Extrayez sans rien changer le passage du jugement de la Cour fédérale qui va de « 2.                  M. Ade Olumide est » jusqu'à « de la Cour. » compris.

◆ Texte fourni ◆
================

LA COUR ADJUGE, DÉCLARE ET ORDONNE :

1.                  La requête des défendeurs est accueillie.

2.                  M. Ade Olumide est un plaideur quérulent en vertu de l’article 40 de la Loi sur les Cours fédérales, LRC 1985, ch. F-7;

3.                  Toutes les instances engagées par M. Olumide et actuellement devant la Cour fédérale sont suspendues.

4.                  Aucune instance d’aucune sorte devant la Cour fédérale ne peut être engagée ou poursuivie sans l’autorisation de la Cour.

================

◆ Données ◆
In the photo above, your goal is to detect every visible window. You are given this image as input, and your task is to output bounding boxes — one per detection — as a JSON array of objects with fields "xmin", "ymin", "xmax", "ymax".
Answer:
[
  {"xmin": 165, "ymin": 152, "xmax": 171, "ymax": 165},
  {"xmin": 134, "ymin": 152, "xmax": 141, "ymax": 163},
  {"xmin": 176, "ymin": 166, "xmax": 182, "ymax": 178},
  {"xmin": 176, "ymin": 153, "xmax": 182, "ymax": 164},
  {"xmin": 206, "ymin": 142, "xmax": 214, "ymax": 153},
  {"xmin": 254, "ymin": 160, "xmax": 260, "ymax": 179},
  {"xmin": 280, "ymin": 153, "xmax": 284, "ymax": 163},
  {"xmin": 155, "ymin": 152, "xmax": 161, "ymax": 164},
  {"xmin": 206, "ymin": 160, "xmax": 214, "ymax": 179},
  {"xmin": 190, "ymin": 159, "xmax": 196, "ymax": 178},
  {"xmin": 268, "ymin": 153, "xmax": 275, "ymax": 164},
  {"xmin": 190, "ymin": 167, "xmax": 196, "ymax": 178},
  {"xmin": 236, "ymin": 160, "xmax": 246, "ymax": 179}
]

================

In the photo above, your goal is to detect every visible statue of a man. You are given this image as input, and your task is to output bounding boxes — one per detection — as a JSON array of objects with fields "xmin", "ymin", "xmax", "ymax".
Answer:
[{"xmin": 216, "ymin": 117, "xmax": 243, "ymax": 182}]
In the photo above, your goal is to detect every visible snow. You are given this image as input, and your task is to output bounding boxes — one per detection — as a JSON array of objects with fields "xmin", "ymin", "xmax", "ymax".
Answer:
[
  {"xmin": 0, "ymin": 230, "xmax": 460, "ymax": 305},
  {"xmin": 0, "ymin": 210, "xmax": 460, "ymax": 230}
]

================

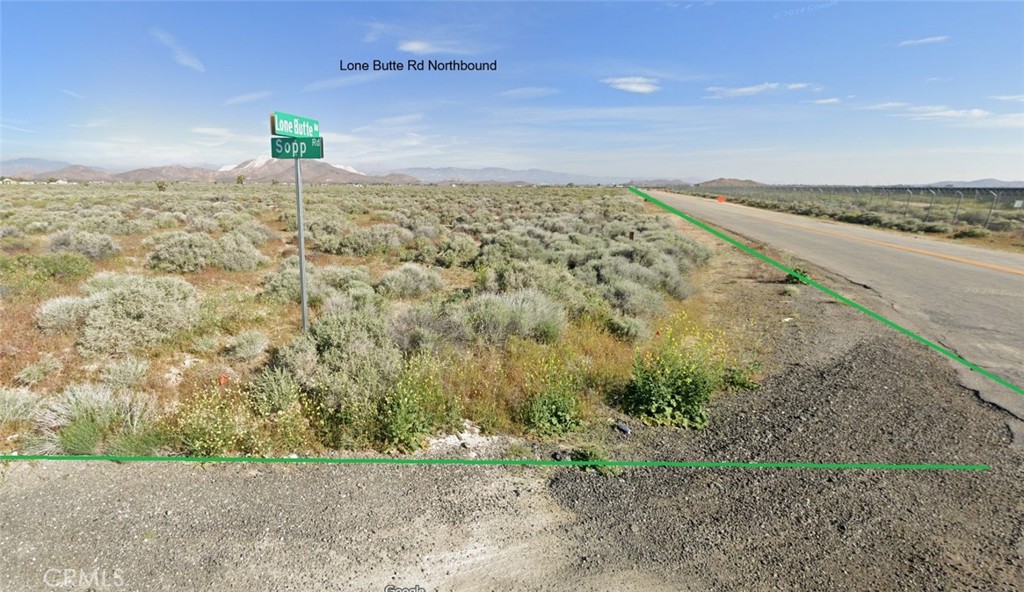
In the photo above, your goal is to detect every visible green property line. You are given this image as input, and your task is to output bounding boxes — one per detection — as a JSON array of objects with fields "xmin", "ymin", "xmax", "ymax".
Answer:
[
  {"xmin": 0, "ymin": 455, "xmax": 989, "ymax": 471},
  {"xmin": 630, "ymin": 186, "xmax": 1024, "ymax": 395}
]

================

◆ Réponse attendue ◆
2.                  M. Ade Olumide est un plaideur quérulent en vertu de l’article 40 de la Loi sur les Cours fédérales, LRC 1985, ch. F-7;

3.                  Toutes les instances engagées par M. Olumide et actuellement devant la Cour fédérale sont suspendues.

4.                  Aucune instance d’aucune sorte devant la Cour fédérale ne peut être engagée ou poursuivie sans l’autorisation de la Cour.